Disabling Write Cache on SSDs with Ceph

sahostking

Renowned Member
from that link / very interesting.

Quick guide for optimizing Ceph for random reads/writes:


  • Only use SSDs and NVMe with supercaps. A hint: 99 % of desktop SSDs/NVMe don’t have supercaps.
  • Disable their cache with hdparm -W 0.
  • Disable powersave: governor=performance, cpupower idle-set -D 0
  • Disable signatures: cephx_require_signatures = false cephx_cluster_require_signatures = false cephx_sign_messages = false (and use -o nocephx_require_signatures,nocephx_sign_messages for rbd map and cepnhfs kernel mounts)
  • For good SSDs and NVMes: set min_alloc_size=4096, prefer_deferred_size_ssd=0 (BEFORE deploying OSDs)
----
> [Your goal]:
In the Ceph tuning thread, which command disables the cache on the SSDs?

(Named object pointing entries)
----
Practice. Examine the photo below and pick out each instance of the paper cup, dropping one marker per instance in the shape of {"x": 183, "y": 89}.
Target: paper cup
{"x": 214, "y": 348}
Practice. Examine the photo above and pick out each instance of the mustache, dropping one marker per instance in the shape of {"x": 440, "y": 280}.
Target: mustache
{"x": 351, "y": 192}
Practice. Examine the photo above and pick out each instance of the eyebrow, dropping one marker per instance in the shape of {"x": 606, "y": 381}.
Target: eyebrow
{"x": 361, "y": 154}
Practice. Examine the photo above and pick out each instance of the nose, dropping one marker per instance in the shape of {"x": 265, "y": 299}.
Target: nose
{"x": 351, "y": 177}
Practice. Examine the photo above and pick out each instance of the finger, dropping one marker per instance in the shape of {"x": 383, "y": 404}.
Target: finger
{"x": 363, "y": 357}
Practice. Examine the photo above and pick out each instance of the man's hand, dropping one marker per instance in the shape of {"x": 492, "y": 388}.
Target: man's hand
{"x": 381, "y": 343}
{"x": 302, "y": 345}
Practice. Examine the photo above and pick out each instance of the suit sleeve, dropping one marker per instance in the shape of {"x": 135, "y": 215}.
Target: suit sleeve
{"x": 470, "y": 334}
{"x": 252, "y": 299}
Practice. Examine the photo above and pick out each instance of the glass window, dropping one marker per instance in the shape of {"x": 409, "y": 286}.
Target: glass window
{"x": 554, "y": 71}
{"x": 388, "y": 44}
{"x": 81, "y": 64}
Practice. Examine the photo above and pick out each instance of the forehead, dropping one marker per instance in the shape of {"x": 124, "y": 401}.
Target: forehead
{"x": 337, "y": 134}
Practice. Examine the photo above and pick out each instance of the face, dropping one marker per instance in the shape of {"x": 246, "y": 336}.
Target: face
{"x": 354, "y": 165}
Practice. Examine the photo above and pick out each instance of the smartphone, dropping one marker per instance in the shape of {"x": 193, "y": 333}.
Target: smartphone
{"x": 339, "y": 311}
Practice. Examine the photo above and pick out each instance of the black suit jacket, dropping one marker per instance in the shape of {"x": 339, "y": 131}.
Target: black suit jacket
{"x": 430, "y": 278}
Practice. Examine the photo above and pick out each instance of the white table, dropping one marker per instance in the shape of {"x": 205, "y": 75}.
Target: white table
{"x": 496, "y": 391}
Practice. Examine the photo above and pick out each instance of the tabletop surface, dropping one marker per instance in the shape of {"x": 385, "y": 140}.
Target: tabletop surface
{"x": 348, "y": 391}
----
> [Solved exercise]:
hdparm -W 0